• _Job_
Leave out any pictures and transcribe all other data below exactly.

• _Raw data_
********

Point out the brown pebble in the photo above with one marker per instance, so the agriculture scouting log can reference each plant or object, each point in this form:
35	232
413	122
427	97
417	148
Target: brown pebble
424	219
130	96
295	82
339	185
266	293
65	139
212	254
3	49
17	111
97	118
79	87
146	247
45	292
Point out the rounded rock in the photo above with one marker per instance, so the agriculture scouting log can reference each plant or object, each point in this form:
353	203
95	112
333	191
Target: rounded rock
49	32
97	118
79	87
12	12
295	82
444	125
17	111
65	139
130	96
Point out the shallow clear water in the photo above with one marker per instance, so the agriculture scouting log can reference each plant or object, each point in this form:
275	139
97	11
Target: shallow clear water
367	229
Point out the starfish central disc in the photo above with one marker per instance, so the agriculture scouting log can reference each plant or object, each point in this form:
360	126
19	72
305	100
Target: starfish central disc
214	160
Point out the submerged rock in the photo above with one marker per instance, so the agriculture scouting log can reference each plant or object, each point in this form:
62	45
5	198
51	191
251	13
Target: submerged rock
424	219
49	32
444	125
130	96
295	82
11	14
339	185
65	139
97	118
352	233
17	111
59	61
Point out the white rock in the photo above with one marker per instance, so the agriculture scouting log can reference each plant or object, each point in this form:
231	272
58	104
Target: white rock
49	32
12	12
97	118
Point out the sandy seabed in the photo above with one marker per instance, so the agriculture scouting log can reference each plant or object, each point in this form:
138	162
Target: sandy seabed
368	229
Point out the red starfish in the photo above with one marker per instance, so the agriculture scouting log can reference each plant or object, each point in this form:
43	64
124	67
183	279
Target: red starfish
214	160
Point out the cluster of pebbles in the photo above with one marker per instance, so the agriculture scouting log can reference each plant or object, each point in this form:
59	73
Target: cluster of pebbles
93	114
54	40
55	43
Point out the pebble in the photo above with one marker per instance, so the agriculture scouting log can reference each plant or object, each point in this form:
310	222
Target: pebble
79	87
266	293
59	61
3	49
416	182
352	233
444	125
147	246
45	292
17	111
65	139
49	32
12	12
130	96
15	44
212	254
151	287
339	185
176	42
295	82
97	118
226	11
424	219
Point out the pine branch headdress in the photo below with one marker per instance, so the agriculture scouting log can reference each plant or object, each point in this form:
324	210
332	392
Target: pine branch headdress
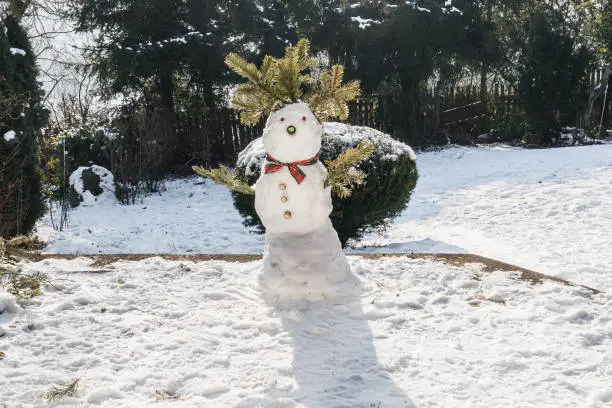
280	82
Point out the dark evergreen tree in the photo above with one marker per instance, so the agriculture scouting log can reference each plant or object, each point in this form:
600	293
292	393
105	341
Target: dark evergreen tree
553	71
21	119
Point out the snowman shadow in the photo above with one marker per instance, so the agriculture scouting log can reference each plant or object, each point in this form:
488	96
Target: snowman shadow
334	360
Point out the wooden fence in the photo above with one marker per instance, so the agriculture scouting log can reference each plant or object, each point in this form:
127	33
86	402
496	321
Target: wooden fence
219	136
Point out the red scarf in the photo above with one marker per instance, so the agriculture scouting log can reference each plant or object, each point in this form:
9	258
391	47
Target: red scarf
273	165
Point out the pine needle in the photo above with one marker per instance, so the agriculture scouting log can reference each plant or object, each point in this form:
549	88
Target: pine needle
61	391
223	176
342	173
280	82
330	97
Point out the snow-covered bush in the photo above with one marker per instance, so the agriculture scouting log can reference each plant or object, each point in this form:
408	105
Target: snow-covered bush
91	185
391	177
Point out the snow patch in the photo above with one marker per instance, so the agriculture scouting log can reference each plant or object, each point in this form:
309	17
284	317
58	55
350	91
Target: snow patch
107	184
10	135
8	303
17	51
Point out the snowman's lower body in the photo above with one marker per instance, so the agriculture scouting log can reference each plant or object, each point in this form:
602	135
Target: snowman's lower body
305	267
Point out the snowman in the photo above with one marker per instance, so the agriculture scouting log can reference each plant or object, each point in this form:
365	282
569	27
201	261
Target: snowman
303	256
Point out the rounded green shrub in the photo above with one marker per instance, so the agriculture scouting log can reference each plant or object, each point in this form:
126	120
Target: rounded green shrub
391	177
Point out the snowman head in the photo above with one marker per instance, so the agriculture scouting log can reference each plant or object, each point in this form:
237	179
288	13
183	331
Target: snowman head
292	133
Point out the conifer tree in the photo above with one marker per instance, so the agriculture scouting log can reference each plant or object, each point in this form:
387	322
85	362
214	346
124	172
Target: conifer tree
21	119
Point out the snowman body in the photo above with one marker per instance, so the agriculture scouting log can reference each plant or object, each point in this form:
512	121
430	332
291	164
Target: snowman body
303	256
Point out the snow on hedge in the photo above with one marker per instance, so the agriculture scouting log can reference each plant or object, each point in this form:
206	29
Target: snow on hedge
334	133
107	184
17	51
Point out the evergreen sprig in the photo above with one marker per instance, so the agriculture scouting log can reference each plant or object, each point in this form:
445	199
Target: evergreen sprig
331	96
342	172
223	176
61	391
280	82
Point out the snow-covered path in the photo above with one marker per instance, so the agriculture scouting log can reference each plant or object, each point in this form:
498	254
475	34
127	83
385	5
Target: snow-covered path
420	334
548	210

********

• _Right answer_
Point out the brown pebble in the photo above with one marker per instance, so the agriculture scouting log can reference each plant or object, each point in this form:
35	232
413	122
427	97
417	148
Target: brown pebble
424	219
130	96
295	82
339	185
266	293
65	139
212	254
3	49
17	111
97	118
79	87
146	247
45	292
Point out the rounded rock in the photo above with one marker per instance, so the agriculture scouting log can reference each plant or object, each point in this form:
353	203
95	112
333	191
Target: rounded rock
49	32
97	118
79	87
12	12
295	82
444	125
17	111
65	139
130	96
Point out the shallow clear water in the photo above with one marker per instance, so the agriculture scouting log can reference each plant or object, each point in this form:
275	139
97	11
Target: shallow clear water
367	229
Point out the starfish central disc in the photo above with one marker per instance, so the agriculture scouting log can reference each plant or object, each point in this form:
360	126
19	72
305	100
Target: starfish central disc
214	160
Point out the submerged rock in the photo above with one marker per instance, so the agriculture scouting log can reference each plant or object, each point in this form:
62	45
5	198
51	191
251	13
Target: submerged rock
424	219
49	32
444	125
130	96
295	82
11	14
339	185
65	139
97	118
352	233
17	111
59	61
Point out the white rock in the photo above with one marker per instance, so the agriculture scouting log can reference each plant or object, each point in this form:
231	272
58	104
Target: white rock
49	32
12	12
97	118
Point out the sandy seabed in the photo above with one marker per instance, so the agriculture scouting log can reference each plant or object, each point in this form:
138	162
Target: sandy seabed
368	229
Point out the red starfish in the photo above with one marker per instance, so the agriculture scouting log can reference each plant or object, each point in this form:
43	64
124	67
183	279
Target: red starfish
214	160
Point out the cluster of pebbles in the photo above with one marker per instance, so the agriculture scouting log can reference each plant or object, each point in this form:
59	73
Target: cluster of pebbles
93	114
54	40
55	43
Point out the pebble in the photo above with one marker per instance, so the agriculture scouting log can reference each plant or object, each point in this form:
310	222
Target: pebble
79	87
266	293
59	61
3	49
416	182
352	233
444	125
147	246
45	292
17	111
65	139
49	32
12	12
130	96
15	44
212	254
151	287
339	185
176	42
295	82
97	118
226	11
424	219
Point out the pine branch headdress in the photo below with one marker per instance, so the agriculture scouting log can reference each plant or object, each point in this form:
324	210
332	392
Target: pine branch headdress
280	82
Point out the dark evergreen tree in the photo above with one marker per instance, so the agriculture scouting log can reference each plant or object, each point in this form:
600	293
292	393
105	341
Target: dark evergreen tree
553	71
21	119
Point out the snowman shadow in the photo above with one marker per instance, so the agriculture scouting log can reference each plant or object, each point in this form:
488	96
Target: snowman shadow
334	360
Point out the wooden fence in the photo above with one marker per instance, so the agriculture scouting log can reference each plant or object, each point in this form:
127	33
86	402
496	321
Target: wooden fence
219	136
Point out the red scarf in the photo above with one marker per instance, so the agriculture scouting log can reference each plant or object, each point in this form:
9	258
391	47
Target: red scarf
273	165
Point out the pine needle in the photo above with one marker per instance, so the agriculture scouting log can reference each plant or object, each point in this form:
549	88
Target: pine needle
61	391
223	176
342	173
280	82
330	97
Point out the snow-covered bush in the photo above with one marker per instance, so the agriculture scouting log can reference each plant or object, each point in this form:
408	105
Target: snow-covered bush
91	185
391	177
Point out the snow patch in the photo above with one marker per instance, so the agriculture scouting log can reference each plant or object, each point in this form:
309	17
284	317
58	55
350	91
Target: snow patch
107	184
10	135
8	303
17	51
Point out the snowman's lower body in the photo above with one marker per instance, so the agriculture scouting log can reference each plant or object, each point in this form:
602	135
Target: snowman's lower body
305	267
Point out the snowman in the photo above with one marker per instance, so the agriculture scouting log can reference each plant or object, each point in this form:
365	282
569	27
201	261
Target: snowman
303	256
Point out the rounded green shrub in the photo above with one marker per instance, so the agriculture scouting log can reference each plant or object, each point in this form:
126	120
Target: rounded green shrub
391	177
Point out the snowman head in the photo above with one marker per instance, so the agriculture scouting log can reference each plant or object, each point in this form:
237	179
288	13
183	331
Target: snowman head
292	133
Point out the conifer tree in the photo above with one marker per instance, so the agriculture scouting log can reference each plant or object, each point in this form:
387	322
85	362
214	346
124	172
Target: conifer tree
21	119
Point out the snowman body in the photo above with one marker per instance, so the agriculture scouting log can reference each plant or object, each point in this form:
512	121
430	332
291	164
Target: snowman body
303	256
Point out the snow on hedge in the photo above with one marker per instance, so the agriculture scouting log can reference each plant or object, each point in this form:
206	29
Target: snow on hedge
334	133
107	184
17	51
Point out the evergreen sprig in the photo above with one marker per instance, so the agriculture scouting log can reference each plant or object, each point in this form:
445	199
Target: evergreen sprig
331	96
342	172
223	176
61	391
280	82
Point out the snow-covered path in the photo above with one marker per instance, so the agriculture scouting log can reference each plant or object, each point in this form:
498	254
475	34
127	83
385	5
Target: snow-covered path
420	334
548	210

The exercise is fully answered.